» **Work task**
In the entries below, the lines from the one with "Could you please indicate the aft" through the one with "TARGET: man's hand" are to be copied exactly; both ends count.

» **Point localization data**

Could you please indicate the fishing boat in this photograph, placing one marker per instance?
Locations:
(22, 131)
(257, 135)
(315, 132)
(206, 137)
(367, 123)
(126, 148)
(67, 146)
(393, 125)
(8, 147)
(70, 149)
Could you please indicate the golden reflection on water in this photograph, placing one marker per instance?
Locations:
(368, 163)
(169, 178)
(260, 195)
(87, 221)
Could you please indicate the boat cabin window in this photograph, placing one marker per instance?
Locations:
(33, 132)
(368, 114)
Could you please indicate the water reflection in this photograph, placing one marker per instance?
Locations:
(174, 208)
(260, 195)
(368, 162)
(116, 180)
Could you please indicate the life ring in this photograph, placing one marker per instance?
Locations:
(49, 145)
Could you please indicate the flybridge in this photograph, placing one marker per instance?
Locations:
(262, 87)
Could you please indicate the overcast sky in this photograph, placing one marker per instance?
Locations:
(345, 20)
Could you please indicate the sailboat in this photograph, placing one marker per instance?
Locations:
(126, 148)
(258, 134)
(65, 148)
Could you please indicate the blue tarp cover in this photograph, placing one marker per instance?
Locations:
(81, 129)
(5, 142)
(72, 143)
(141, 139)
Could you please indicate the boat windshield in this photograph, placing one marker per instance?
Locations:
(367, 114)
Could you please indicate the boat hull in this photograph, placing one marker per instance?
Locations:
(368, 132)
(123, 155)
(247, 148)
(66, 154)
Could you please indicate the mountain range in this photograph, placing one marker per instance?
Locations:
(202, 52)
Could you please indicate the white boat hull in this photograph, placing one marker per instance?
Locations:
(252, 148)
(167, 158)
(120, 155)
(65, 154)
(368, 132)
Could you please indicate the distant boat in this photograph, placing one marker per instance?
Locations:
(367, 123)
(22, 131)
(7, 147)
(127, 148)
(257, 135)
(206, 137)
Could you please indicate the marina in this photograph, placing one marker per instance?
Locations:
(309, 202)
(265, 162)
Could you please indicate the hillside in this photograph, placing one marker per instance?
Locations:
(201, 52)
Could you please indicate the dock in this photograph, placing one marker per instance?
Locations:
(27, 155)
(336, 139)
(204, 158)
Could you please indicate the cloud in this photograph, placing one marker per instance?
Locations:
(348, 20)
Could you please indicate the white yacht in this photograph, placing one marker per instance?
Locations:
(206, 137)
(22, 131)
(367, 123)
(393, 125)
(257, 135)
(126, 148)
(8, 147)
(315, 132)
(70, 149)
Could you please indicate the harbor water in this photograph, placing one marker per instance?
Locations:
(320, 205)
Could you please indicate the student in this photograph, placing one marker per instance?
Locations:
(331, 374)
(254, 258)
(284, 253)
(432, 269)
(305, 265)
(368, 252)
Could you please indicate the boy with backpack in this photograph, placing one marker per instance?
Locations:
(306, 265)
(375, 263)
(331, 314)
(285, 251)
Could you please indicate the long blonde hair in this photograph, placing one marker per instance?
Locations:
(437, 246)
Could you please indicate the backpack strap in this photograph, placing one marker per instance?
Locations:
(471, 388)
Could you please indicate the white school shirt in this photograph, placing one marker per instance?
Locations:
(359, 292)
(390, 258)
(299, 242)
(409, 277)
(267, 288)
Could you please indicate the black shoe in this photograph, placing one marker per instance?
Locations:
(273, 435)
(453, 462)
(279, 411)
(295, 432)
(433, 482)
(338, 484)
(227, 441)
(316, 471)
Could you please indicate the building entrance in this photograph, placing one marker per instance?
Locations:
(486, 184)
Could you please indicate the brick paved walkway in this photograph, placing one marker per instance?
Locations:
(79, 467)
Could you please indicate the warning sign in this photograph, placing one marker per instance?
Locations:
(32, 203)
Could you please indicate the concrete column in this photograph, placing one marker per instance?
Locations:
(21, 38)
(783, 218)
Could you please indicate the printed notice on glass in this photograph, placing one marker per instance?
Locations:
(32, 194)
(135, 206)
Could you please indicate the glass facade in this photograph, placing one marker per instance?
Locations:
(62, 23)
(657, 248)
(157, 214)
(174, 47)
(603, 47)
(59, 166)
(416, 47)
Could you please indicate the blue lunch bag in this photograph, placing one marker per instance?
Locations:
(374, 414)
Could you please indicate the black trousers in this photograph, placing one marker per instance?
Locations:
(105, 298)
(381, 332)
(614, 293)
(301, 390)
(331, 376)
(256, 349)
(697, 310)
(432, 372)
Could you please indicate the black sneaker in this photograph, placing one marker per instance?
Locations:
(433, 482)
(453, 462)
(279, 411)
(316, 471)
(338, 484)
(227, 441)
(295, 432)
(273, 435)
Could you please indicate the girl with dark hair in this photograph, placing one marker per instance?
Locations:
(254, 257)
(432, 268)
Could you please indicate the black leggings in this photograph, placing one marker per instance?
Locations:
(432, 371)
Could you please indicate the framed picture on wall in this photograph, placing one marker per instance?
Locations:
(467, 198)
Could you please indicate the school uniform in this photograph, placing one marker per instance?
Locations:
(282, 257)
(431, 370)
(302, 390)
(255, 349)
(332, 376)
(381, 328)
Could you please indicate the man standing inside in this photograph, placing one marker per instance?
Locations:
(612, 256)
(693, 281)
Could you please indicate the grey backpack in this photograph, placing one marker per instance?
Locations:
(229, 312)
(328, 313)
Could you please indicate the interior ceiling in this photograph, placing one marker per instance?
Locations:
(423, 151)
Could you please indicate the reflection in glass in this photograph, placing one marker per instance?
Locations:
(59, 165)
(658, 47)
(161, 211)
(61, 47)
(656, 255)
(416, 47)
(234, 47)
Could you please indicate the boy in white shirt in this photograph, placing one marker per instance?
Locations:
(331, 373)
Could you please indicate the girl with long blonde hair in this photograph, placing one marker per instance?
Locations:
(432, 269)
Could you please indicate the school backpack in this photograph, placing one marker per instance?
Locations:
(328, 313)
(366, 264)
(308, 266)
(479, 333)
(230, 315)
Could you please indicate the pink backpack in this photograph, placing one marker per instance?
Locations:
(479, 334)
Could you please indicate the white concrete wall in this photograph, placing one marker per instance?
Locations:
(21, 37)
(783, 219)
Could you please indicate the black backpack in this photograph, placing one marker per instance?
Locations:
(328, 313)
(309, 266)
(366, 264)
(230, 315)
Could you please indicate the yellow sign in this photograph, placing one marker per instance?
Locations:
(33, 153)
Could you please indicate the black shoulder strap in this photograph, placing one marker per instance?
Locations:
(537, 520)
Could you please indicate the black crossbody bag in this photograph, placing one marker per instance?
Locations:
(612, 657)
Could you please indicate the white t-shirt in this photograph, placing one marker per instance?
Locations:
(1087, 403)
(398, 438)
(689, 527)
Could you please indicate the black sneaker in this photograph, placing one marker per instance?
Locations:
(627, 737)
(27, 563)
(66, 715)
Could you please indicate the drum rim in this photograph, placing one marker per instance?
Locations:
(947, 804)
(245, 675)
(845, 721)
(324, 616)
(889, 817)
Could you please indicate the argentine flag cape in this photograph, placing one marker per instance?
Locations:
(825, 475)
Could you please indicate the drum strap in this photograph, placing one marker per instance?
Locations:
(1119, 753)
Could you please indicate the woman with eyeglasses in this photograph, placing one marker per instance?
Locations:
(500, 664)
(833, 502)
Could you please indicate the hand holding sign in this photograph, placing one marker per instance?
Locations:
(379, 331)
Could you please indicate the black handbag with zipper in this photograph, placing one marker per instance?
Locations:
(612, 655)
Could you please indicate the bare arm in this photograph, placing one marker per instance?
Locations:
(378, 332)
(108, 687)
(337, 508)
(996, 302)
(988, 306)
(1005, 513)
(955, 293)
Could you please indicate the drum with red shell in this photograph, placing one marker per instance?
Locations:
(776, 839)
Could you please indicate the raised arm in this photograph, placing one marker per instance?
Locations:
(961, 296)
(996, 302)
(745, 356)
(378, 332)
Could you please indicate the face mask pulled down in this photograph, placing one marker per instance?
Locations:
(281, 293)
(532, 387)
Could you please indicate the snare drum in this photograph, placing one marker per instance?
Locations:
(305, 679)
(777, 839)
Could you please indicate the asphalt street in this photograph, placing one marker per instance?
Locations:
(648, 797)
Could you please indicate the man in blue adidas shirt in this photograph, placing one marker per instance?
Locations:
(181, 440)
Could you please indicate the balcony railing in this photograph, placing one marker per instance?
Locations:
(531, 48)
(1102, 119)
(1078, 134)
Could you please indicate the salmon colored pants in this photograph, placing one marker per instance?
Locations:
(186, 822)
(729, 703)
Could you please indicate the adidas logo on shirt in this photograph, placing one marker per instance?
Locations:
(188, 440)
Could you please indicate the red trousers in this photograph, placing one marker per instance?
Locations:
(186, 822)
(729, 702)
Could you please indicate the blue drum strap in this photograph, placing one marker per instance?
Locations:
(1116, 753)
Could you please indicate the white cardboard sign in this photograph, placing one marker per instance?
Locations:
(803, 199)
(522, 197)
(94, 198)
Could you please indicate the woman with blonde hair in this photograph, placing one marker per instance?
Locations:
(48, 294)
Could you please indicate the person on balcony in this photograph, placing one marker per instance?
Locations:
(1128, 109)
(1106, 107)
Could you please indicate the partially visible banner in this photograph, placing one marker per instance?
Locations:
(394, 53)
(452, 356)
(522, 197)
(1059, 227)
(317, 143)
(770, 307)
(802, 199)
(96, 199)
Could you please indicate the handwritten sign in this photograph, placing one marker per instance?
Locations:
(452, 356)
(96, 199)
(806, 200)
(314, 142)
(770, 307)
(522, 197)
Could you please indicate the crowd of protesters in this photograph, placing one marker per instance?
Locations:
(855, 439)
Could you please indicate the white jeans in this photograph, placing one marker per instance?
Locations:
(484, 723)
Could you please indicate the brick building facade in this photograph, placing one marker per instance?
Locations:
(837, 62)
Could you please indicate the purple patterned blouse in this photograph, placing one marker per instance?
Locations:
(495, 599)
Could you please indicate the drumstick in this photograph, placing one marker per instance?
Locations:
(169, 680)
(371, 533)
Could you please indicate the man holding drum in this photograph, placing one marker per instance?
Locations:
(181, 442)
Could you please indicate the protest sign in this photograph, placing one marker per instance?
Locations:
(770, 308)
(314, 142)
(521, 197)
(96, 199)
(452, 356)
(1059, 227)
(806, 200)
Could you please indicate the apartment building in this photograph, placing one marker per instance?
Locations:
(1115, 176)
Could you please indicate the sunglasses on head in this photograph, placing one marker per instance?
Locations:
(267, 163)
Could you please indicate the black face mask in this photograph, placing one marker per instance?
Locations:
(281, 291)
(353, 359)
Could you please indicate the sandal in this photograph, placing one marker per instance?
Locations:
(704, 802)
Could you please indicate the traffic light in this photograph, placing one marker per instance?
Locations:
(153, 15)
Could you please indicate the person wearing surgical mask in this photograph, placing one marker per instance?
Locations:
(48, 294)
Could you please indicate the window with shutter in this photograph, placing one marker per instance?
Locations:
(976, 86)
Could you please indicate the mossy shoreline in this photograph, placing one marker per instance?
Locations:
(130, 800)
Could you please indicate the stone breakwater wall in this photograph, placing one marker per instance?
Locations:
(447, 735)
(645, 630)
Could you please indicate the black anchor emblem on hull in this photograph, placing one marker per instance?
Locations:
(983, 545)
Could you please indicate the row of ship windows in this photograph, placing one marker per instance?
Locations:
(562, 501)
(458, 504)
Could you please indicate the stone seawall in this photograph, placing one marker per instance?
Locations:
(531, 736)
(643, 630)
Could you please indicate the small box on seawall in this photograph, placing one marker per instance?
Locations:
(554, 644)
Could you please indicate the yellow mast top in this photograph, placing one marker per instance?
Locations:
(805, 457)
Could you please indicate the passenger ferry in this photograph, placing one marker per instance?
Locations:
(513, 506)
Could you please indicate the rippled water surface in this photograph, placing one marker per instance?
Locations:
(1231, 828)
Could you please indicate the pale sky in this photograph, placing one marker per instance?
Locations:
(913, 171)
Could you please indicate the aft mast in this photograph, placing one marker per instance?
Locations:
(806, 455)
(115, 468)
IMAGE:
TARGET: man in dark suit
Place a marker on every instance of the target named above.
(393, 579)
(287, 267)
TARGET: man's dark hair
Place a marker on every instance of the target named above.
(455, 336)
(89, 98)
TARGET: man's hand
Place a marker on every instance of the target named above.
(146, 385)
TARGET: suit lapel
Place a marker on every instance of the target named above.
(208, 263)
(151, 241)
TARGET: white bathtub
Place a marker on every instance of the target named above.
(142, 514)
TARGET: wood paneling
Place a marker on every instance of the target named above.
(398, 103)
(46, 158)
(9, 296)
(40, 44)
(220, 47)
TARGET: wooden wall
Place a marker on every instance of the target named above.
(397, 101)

» **Solution to the problem**
Could you please indicate the aft mast in this photograph, placing one marker per instance?
Locations:
(806, 455)
(115, 468)
IMAGE:
TARGET: man in dark suit
Place a marker on every instance of the target named above.
(393, 579)
(287, 267)
TARGET: man's dark hair
Place a marker on every instance of the target named above.
(455, 336)
(89, 98)
TARGET: man's hand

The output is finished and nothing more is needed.